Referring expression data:
== Segment start ==
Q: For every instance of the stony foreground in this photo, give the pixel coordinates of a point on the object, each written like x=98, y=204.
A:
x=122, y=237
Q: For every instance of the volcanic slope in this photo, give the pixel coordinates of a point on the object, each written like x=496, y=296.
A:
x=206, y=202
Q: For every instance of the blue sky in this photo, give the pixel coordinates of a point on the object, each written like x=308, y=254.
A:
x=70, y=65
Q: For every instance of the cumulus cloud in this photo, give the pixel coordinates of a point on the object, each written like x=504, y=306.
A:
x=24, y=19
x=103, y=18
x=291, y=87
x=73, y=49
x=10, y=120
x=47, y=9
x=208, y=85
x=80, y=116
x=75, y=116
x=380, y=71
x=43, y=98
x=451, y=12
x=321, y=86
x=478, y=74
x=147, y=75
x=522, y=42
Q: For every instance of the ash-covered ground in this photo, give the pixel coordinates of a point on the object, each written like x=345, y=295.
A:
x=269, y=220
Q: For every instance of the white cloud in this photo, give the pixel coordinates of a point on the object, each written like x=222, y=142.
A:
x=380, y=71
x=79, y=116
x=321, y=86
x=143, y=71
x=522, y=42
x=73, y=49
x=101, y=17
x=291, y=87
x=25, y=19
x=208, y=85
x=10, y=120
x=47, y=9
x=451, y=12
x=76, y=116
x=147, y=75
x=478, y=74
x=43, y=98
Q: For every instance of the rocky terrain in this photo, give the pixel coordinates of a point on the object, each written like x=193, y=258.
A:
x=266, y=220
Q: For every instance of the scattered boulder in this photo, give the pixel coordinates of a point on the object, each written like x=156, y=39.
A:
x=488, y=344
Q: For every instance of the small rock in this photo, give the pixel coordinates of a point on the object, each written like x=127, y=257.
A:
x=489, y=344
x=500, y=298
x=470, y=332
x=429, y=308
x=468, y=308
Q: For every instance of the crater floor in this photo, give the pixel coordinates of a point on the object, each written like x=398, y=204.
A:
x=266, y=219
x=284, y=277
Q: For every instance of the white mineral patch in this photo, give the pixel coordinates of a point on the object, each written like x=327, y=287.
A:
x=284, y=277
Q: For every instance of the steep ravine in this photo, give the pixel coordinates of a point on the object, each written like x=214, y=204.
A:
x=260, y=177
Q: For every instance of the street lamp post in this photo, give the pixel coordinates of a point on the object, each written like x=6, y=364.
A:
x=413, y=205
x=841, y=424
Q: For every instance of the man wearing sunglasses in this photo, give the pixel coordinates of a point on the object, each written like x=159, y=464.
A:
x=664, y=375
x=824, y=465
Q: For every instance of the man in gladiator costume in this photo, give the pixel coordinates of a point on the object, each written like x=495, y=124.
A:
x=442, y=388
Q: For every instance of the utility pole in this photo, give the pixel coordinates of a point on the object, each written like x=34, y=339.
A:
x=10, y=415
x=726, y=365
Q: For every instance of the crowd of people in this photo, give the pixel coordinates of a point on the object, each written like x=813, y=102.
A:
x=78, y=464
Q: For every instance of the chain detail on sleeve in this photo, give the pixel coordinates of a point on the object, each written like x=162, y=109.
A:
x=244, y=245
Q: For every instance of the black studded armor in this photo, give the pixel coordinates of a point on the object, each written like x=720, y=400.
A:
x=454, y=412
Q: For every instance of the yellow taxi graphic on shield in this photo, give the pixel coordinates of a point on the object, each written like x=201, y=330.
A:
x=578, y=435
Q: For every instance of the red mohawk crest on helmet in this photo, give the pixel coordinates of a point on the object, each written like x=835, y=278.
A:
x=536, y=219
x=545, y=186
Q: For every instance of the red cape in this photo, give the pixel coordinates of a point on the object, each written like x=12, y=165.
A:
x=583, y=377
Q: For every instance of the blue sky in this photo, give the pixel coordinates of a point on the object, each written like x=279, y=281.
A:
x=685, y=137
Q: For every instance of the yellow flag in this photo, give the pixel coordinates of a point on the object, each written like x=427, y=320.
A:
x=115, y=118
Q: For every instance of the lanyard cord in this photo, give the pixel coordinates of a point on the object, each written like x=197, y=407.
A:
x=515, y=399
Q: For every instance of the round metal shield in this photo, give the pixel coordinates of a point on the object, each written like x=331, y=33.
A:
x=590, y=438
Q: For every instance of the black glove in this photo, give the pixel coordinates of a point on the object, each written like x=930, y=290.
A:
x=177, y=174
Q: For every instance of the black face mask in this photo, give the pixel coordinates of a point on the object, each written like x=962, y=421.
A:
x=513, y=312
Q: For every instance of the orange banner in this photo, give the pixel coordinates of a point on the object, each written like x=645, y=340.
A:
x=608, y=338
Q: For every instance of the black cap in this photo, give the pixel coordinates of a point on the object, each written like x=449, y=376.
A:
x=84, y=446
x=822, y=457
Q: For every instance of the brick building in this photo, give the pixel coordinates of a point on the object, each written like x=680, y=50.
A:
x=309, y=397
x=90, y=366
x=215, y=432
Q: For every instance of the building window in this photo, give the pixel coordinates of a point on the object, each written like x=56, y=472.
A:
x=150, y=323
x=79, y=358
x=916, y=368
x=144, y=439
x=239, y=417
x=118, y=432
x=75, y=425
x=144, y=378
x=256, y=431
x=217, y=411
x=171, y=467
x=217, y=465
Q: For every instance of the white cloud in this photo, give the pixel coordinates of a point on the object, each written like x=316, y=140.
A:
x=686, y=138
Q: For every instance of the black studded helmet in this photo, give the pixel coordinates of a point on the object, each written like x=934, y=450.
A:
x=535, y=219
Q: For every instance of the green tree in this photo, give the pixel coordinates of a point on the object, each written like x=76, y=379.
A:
== Segment end ==
Prompt:
Retype the entries precisely as they stand.

Output for this exercise:
Q: For every instance of the stony foreground in this photo, give the pixel coordinates of a point on the object, each written like x=98, y=204.
A:
x=122, y=237
Q: For every instance of the volcanic slope in this photo, give the pixel coordinates of a point on the object, each written like x=496, y=296.
A:
x=206, y=202
Q: For every instance of the blue sky in this photo, give the pixel coordinates of a point on the object, each written like x=308, y=254.
A:
x=70, y=65
Q: For every instance of the cumulus cloud in this photo, give the pixel coordinates of a point on the object, each written like x=504, y=306.
A:
x=24, y=19
x=103, y=18
x=291, y=87
x=73, y=49
x=10, y=120
x=47, y=9
x=208, y=85
x=80, y=116
x=75, y=116
x=380, y=71
x=43, y=98
x=451, y=12
x=321, y=86
x=478, y=74
x=147, y=75
x=522, y=42
Q: For every instance of the ash-covered ground in this photo, give the pixel coordinates of a point on the object, each written like x=345, y=295.
A:
x=269, y=220
Q: For every instance of the white cloud in this photo, give the pixel coordinates of a point on the object, each written like x=222, y=142.
A:
x=380, y=71
x=79, y=116
x=321, y=86
x=143, y=71
x=522, y=42
x=73, y=49
x=101, y=17
x=291, y=87
x=25, y=19
x=208, y=85
x=10, y=120
x=47, y=9
x=451, y=12
x=76, y=116
x=147, y=75
x=478, y=74
x=43, y=98
Q: For every instance of the rocky terrain in this photo, give the pixel coordinates of a point on the object, each written like x=193, y=258.
A:
x=266, y=220
Q: For every instance of the scattered boulder in this photo, give the pixel coordinates of a point on the object, each written like x=156, y=39.
A:
x=488, y=344
Q: For every instance of the small rock in this photo, give the pixel coordinates of a point on the object, each written like x=127, y=257.
A:
x=489, y=344
x=500, y=298
x=470, y=332
x=429, y=308
x=468, y=308
Q: For every instance of the crater floor in this photo, give the pixel coordinates of a point on the object, each written like x=398, y=204.
A:
x=266, y=219
x=284, y=277
Q: For every instance of the white mineral patch in this photo, give the pixel coordinates of a point on the object, each written like x=327, y=287.
A:
x=284, y=277
Q: For every instance of the steep ravine in this photo, give the pixel coordinates of a point on the object, each written like x=214, y=204.
A:
x=260, y=177
Q: For every instance of the street lamp post in this photo, give the pixel coordinates of a point on the object, each written like x=6, y=364.
A:
x=413, y=205
x=841, y=424
Q: For every instance of the man wearing sunglasses in this photo, give the pixel coordinates of a point on the object, each written like x=159, y=464.
A:
x=664, y=375
x=824, y=465
Q: For every instance of the man in gladiator costume in this photo, give the pixel coordinates of a point on the object, each written like x=495, y=124.
A:
x=442, y=388
Q: For every instance of the utility pole in this photo, give the pixel coordinates of a point on the object, each written like x=34, y=339.
A:
x=10, y=415
x=726, y=365
Q: For every instance of the crowd of people in this photo, give the pixel coordinates of a point on the object, each written like x=813, y=102.
A:
x=78, y=464
Q: For every instance of the chain detail on sleeve in this photo, give the pixel coordinates of a point on the object, each written like x=162, y=109.
A:
x=244, y=245
Q: For every instance of the black studded armor in this photo, give the pixel coordinates of a point on the object, each written like x=720, y=400.
A:
x=454, y=412
Q: For every instance of the yellow taxi graphic on shield in this photo, give the pixel coordinates of a point on the object, each written like x=201, y=330.
A:
x=578, y=435
Q: For every instance of the red mohawk crest on helmet in this photo, give the pixel coordinates of a point on the object, each written like x=835, y=278.
A:
x=536, y=219
x=545, y=186
Q: For every instance of the red cape in this photo, give the pixel coordinates of a point on the object, each written like x=12, y=165.
A:
x=583, y=377
Q: For every instance of the blue sky in this photo, give the pixel coordinates of a point on the object, each written like x=279, y=281.
A:
x=685, y=137
Q: For every instance of the yellow flag in this photo, give the pixel coordinates of a point on the object, each written like x=427, y=320.
A:
x=115, y=118
Q: For every instance of the lanyard cord in this photo, give the pixel coordinates of a point on the object, each written like x=197, y=407.
A:
x=515, y=399
Q: For every instance of the round metal shield in this photo, give the pixel coordinates of a point on the object, each written like x=331, y=33.
A:
x=590, y=438
Q: For every instance of the black glove in this photo, give the pixel coordinates of a point on the object, each written like x=930, y=290.
A:
x=177, y=174
Q: For every instance of the black face mask in this photo, give the pixel coordinates of a point on the object, each written like x=962, y=421.
A:
x=513, y=312
Q: For every instance of the orange banner in this photo, give the pixel coordinates of a point on the object, each written like x=645, y=340.
A:
x=608, y=338
Q: For every instance of the black cap in this photo, give the pixel coordinates of a point on the object, each written like x=449, y=376.
A:
x=84, y=446
x=822, y=457
Q: For every instance of the brick building in this photo, give the pixel coordinates of a point on the object, each written like x=680, y=50.
A:
x=309, y=397
x=90, y=366
x=215, y=432
Q: For every instance of the building window in this photo, give the pixel coordinates of a point on the object, each written like x=56, y=472.
A:
x=150, y=323
x=79, y=358
x=916, y=368
x=144, y=439
x=239, y=417
x=118, y=432
x=75, y=425
x=144, y=378
x=256, y=431
x=217, y=411
x=171, y=467
x=217, y=465
Q: For every instance of the white cloud in this photo, give the pixel coordinates of a point on the object, each written like x=316, y=140.
A:
x=686, y=138
Q: For every instance of the black studded helmet in this photo, give the pixel coordinates of a point on the object, each written like x=934, y=450.
A:
x=535, y=219
Q: For every instance of the green tree in this photo, give the pixel coordinates of a point on the object, each written like x=76, y=379.
A:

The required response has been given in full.